> _Dataset entries_
========

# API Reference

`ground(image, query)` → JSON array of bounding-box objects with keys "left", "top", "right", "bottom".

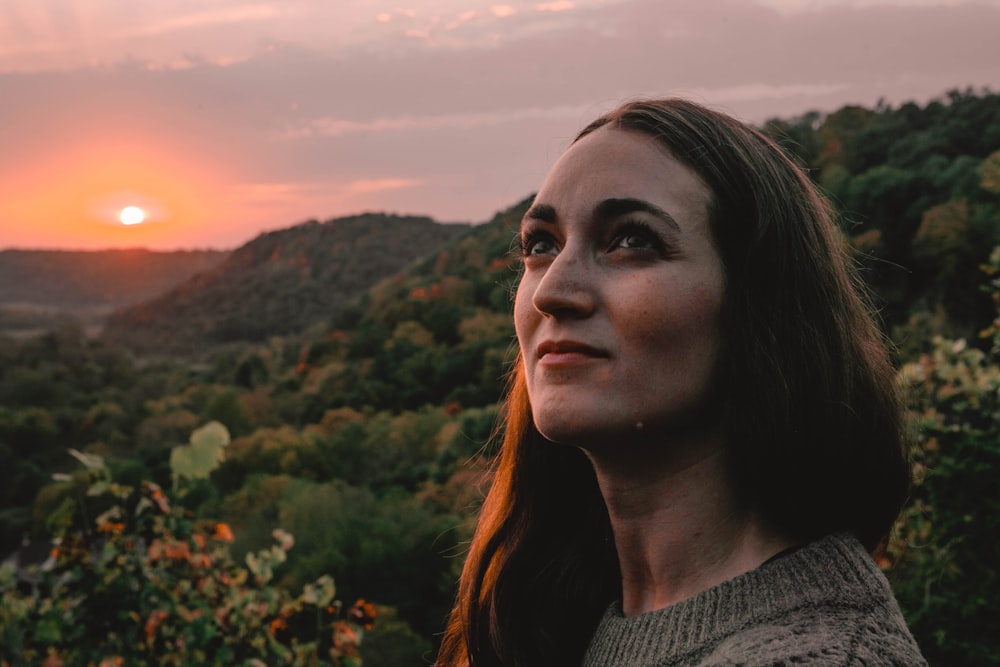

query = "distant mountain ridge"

[
  {"left": 102, "top": 213, "right": 471, "bottom": 354},
  {"left": 0, "top": 248, "right": 227, "bottom": 308}
]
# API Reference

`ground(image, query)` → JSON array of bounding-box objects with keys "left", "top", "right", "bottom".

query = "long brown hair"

[{"left": 436, "top": 98, "right": 911, "bottom": 667}]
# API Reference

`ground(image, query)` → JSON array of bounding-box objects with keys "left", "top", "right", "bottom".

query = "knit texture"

[{"left": 581, "top": 533, "right": 926, "bottom": 666}]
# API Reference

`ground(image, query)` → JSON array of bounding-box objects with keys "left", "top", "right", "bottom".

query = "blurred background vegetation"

[{"left": 2, "top": 87, "right": 999, "bottom": 665}]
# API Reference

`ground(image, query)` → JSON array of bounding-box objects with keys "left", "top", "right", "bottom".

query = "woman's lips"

[{"left": 536, "top": 340, "right": 608, "bottom": 365}]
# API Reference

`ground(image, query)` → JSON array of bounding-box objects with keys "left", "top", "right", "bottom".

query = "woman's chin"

[{"left": 533, "top": 416, "right": 646, "bottom": 448}]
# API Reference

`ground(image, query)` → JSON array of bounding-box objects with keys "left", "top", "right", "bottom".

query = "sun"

[{"left": 119, "top": 205, "right": 146, "bottom": 226}]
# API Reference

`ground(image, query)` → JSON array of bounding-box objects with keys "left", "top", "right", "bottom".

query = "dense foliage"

[
  {"left": 2, "top": 89, "right": 999, "bottom": 665},
  {"left": 885, "top": 245, "right": 1000, "bottom": 665},
  {"left": 2, "top": 423, "right": 376, "bottom": 666}
]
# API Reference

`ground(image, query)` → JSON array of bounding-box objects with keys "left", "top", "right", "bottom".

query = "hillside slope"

[{"left": 102, "top": 214, "right": 470, "bottom": 354}]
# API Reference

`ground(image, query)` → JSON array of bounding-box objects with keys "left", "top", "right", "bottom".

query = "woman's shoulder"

[
  {"left": 698, "top": 532, "right": 928, "bottom": 665},
  {"left": 700, "top": 601, "right": 926, "bottom": 666},
  {"left": 583, "top": 533, "right": 928, "bottom": 667}
]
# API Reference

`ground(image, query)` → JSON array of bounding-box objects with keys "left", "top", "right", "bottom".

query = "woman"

[{"left": 436, "top": 98, "right": 926, "bottom": 666}]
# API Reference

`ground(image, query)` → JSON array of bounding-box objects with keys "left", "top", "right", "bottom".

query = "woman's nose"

[{"left": 530, "top": 246, "right": 597, "bottom": 319}]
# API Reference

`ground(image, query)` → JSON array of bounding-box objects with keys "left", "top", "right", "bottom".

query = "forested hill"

[
  {"left": 101, "top": 213, "right": 470, "bottom": 354},
  {"left": 760, "top": 88, "right": 1000, "bottom": 349},
  {"left": 0, "top": 248, "right": 226, "bottom": 307}
]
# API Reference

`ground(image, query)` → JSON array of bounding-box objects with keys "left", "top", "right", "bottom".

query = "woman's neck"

[{"left": 586, "top": 438, "right": 794, "bottom": 616}]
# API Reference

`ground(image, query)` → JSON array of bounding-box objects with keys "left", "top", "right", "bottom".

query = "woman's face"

[{"left": 514, "top": 126, "right": 725, "bottom": 447}]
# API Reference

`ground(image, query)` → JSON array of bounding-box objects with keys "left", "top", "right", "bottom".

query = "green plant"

[
  {"left": 888, "top": 246, "right": 1000, "bottom": 665},
  {"left": 0, "top": 422, "right": 374, "bottom": 667}
]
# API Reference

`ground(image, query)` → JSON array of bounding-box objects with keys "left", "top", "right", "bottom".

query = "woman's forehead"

[{"left": 530, "top": 127, "right": 713, "bottom": 223}]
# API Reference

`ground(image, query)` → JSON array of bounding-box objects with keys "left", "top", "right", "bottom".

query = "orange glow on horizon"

[{"left": 1, "top": 136, "right": 231, "bottom": 250}]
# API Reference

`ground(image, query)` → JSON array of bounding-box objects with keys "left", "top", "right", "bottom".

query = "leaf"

[
  {"left": 190, "top": 420, "right": 231, "bottom": 451},
  {"left": 88, "top": 480, "right": 112, "bottom": 496},
  {"left": 300, "top": 575, "right": 336, "bottom": 607},
  {"left": 135, "top": 496, "right": 153, "bottom": 517},
  {"left": 245, "top": 552, "right": 272, "bottom": 584},
  {"left": 95, "top": 506, "right": 122, "bottom": 527},
  {"left": 271, "top": 529, "right": 294, "bottom": 551},
  {"left": 68, "top": 448, "right": 105, "bottom": 471},
  {"left": 170, "top": 421, "right": 231, "bottom": 483}
]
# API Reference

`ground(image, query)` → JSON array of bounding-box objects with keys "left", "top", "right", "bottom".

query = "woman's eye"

[
  {"left": 611, "top": 223, "right": 664, "bottom": 252},
  {"left": 615, "top": 233, "right": 654, "bottom": 249},
  {"left": 521, "top": 233, "right": 556, "bottom": 257}
]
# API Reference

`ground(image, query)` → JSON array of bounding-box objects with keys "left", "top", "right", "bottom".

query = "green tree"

[{"left": 888, "top": 247, "right": 1000, "bottom": 665}]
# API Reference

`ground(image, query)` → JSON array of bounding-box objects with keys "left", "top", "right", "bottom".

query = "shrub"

[
  {"left": 888, "top": 246, "right": 1000, "bottom": 665},
  {"left": 0, "top": 423, "right": 374, "bottom": 666}
]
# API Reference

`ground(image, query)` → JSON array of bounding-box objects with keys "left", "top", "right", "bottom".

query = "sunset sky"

[{"left": 2, "top": 0, "right": 999, "bottom": 251}]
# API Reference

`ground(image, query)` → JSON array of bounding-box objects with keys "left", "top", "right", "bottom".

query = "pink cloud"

[{"left": 536, "top": 1, "right": 576, "bottom": 11}]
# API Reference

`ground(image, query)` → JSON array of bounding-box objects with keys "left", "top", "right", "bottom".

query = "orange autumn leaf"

[
  {"left": 269, "top": 615, "right": 288, "bottom": 636},
  {"left": 330, "top": 620, "right": 360, "bottom": 657},
  {"left": 142, "top": 481, "right": 171, "bottom": 513},
  {"left": 144, "top": 610, "right": 168, "bottom": 644},
  {"left": 212, "top": 522, "right": 234, "bottom": 542},
  {"left": 348, "top": 598, "right": 377, "bottom": 631},
  {"left": 147, "top": 538, "right": 164, "bottom": 561},
  {"left": 166, "top": 541, "right": 192, "bottom": 561},
  {"left": 190, "top": 553, "right": 212, "bottom": 568}
]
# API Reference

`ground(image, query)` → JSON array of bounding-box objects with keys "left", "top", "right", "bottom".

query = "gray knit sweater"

[{"left": 582, "top": 533, "right": 926, "bottom": 666}]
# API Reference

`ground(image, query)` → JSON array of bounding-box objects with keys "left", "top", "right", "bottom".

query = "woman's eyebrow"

[
  {"left": 523, "top": 203, "right": 557, "bottom": 224},
  {"left": 595, "top": 197, "right": 680, "bottom": 232},
  {"left": 522, "top": 198, "right": 680, "bottom": 232}
]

========

Repeat the entries word for word and skip the pictures.

# API Reference

`ground(image, query)` → JSON array of bounding-box objects with keys "left", "top", "right", "bottom".


query = "distant mountain ridge"

[
  {"left": 102, "top": 213, "right": 471, "bottom": 354},
  {"left": 0, "top": 248, "right": 227, "bottom": 308}
]
# API Reference

`ground(image, query)` → JSON array of bounding-box objects with keys "left", "top", "right", "bottom".

query = "long brown hair"

[{"left": 436, "top": 98, "right": 911, "bottom": 667}]
# API Reference

`ground(image, query)` → JSON array of bounding-box objects with keys "left", "top", "right", "bottom".

query = "knit texture"

[{"left": 581, "top": 533, "right": 926, "bottom": 666}]
# API Reference

`ground(image, query)` → JSON array of bounding-box objects with keys "left", "top", "right", "bottom".

query = "blurred background vegetation"

[{"left": 2, "top": 87, "right": 999, "bottom": 665}]
# API Reference

`ground(image, query)` → JSON array of bounding-box objects with keys "left", "top", "right", "bottom".

query = "woman's lips"

[{"left": 536, "top": 340, "right": 608, "bottom": 365}]
# API Reference

`ground(image, query)` → JSON array of bounding-box objects with keys "left", "top", "right", "bottom".

query = "woman's chin"

[{"left": 533, "top": 416, "right": 646, "bottom": 448}]
# API Reference

`ground(image, query)` → JSON array of bounding-box objects with keys "left", "top", "right", "bottom".

query = "sun"

[{"left": 119, "top": 205, "right": 146, "bottom": 226}]
# API Reference

`ground(image, query)` → JSON array of bounding-box objects with keys "left", "top", "right", "bottom".

query = "dense foliage"

[
  {"left": 2, "top": 89, "right": 999, "bottom": 665},
  {"left": 885, "top": 245, "right": 1000, "bottom": 665},
  {"left": 2, "top": 423, "right": 376, "bottom": 666}
]
# API Reference

`ground(image, query)` → JSON array of bounding-box objects with keys "left", "top", "right", "bottom".

query = "hillside slope"

[{"left": 102, "top": 214, "right": 470, "bottom": 354}]
# API Reference

`ground(image, query)` → JSON array of bounding-box objects with keys "left", "top", "right", "bottom".

query = "woman's shoulder"

[
  {"left": 698, "top": 532, "right": 928, "bottom": 665},
  {"left": 700, "top": 601, "right": 926, "bottom": 666},
  {"left": 583, "top": 533, "right": 928, "bottom": 667}
]
# API Reference

`ground(image, query)` → JSON array of bounding-box objects with keys "left", "top", "right", "bottom".

query = "woman"

[{"left": 436, "top": 98, "right": 926, "bottom": 666}]
# API Reference

`ground(image, query)` → JSON array of bounding-box objects with keys "left", "top", "right", "bottom".

query = "woman's nose"

[{"left": 530, "top": 246, "right": 597, "bottom": 319}]
# API Reference

`ground(image, query)` → JSON array of bounding-box objects with keys "left", "top", "right", "bottom".

query = "forested hill"

[
  {"left": 101, "top": 213, "right": 470, "bottom": 354},
  {"left": 760, "top": 88, "right": 1000, "bottom": 349},
  {"left": 0, "top": 248, "right": 226, "bottom": 307}
]
# API Reference

`ground(image, query)` → JSON array of bounding-box objects with keys "left", "top", "right", "bottom".

query = "woman's neck"

[{"left": 586, "top": 438, "right": 794, "bottom": 616}]
# API Reference

`ground(image, query)` → JSON array of bounding-box objects with keys "left", "top", "right", "bottom".

query = "woman's face"

[{"left": 514, "top": 126, "right": 725, "bottom": 447}]
# API Reference

`ground(image, query)` → JSON array of bounding-box objects with keys "left", "top", "right", "bottom".

query = "green plant"

[
  {"left": 888, "top": 246, "right": 1000, "bottom": 665},
  {"left": 0, "top": 422, "right": 374, "bottom": 667}
]
# API Reference

`ground(image, query)` → JSON array of bounding-box objects with keys "left", "top", "right", "bottom".

query = "woman's forehead"

[{"left": 530, "top": 127, "right": 713, "bottom": 223}]
# API Reference

`ground(image, query)` → JSON array of bounding-box objects with keys "left", "top", "right", "bottom".

query = "orange glow on horizon"

[{"left": 1, "top": 136, "right": 231, "bottom": 250}]
# API Reference

`ground(image, query)` → JSON array of bounding-box objects with keys "left", "top", "right", "bottom".

query = "leaf"

[
  {"left": 190, "top": 420, "right": 231, "bottom": 451},
  {"left": 88, "top": 480, "right": 112, "bottom": 496},
  {"left": 300, "top": 575, "right": 336, "bottom": 607},
  {"left": 135, "top": 496, "right": 153, "bottom": 517},
  {"left": 245, "top": 552, "right": 272, "bottom": 584},
  {"left": 95, "top": 506, "right": 122, "bottom": 527},
  {"left": 271, "top": 529, "right": 294, "bottom": 551},
  {"left": 68, "top": 448, "right": 105, "bottom": 471},
  {"left": 170, "top": 421, "right": 231, "bottom": 483}
]
# API Reference

`ground(image, query)` → JSON array of bounding-box objects with keys "left", "top", "right", "bottom".

query = "woman's eye"

[
  {"left": 611, "top": 223, "right": 664, "bottom": 252},
  {"left": 615, "top": 233, "right": 654, "bottom": 249},
  {"left": 521, "top": 233, "right": 556, "bottom": 257}
]
# API Reference

`ground(image, query)` → JSON array of bounding-box objects with keys "left", "top", "right", "bottom".

query = "green tree"

[{"left": 888, "top": 247, "right": 1000, "bottom": 665}]
# API Reference

`ground(image, query)` → JSON array of bounding-box objects with keys "left", "top", "right", "bottom".

query = "shrub"

[
  {"left": 888, "top": 246, "right": 1000, "bottom": 665},
  {"left": 0, "top": 423, "right": 374, "bottom": 666}
]
# API Reference

`ground(image, query)` → JSON array of bounding-box objects with keys "left", "top", "right", "bottom".

query = "sunset sky"

[{"left": 2, "top": 0, "right": 999, "bottom": 251}]
# API Reference

`ground(image, query)` → JSON array of bounding-box objects with keys "left", "top", "right", "bottom".

query = "pink cloud"

[{"left": 536, "top": 1, "right": 576, "bottom": 11}]
# API Reference

`ground(image, query)` → JSON array of bounding-box objects with keys "left", "top", "right", "bottom".

query = "orange autumn leaf"

[
  {"left": 269, "top": 615, "right": 288, "bottom": 636},
  {"left": 330, "top": 620, "right": 360, "bottom": 657},
  {"left": 142, "top": 481, "right": 171, "bottom": 513},
  {"left": 144, "top": 610, "right": 168, "bottom": 644},
  {"left": 212, "top": 522, "right": 234, "bottom": 542},
  {"left": 348, "top": 598, "right": 377, "bottom": 631},
  {"left": 147, "top": 538, "right": 164, "bottom": 561},
  {"left": 166, "top": 541, "right": 192, "bottom": 561},
  {"left": 190, "top": 553, "right": 212, "bottom": 568}
]
# API Reference

`ground(image, query)` → JSON array of bounding-box objects with keys "left", "top", "right", "bottom".

query = "gray knit sweater"

[{"left": 582, "top": 533, "right": 926, "bottom": 666}]
# API Reference

`ground(image, query)` → JSON array of bounding-box objects with keys "left", "top", "right", "bottom".

query = "woman's eyebrow"

[
  {"left": 523, "top": 203, "right": 557, "bottom": 224},
  {"left": 595, "top": 197, "right": 680, "bottom": 232},
  {"left": 522, "top": 198, "right": 680, "bottom": 232}
]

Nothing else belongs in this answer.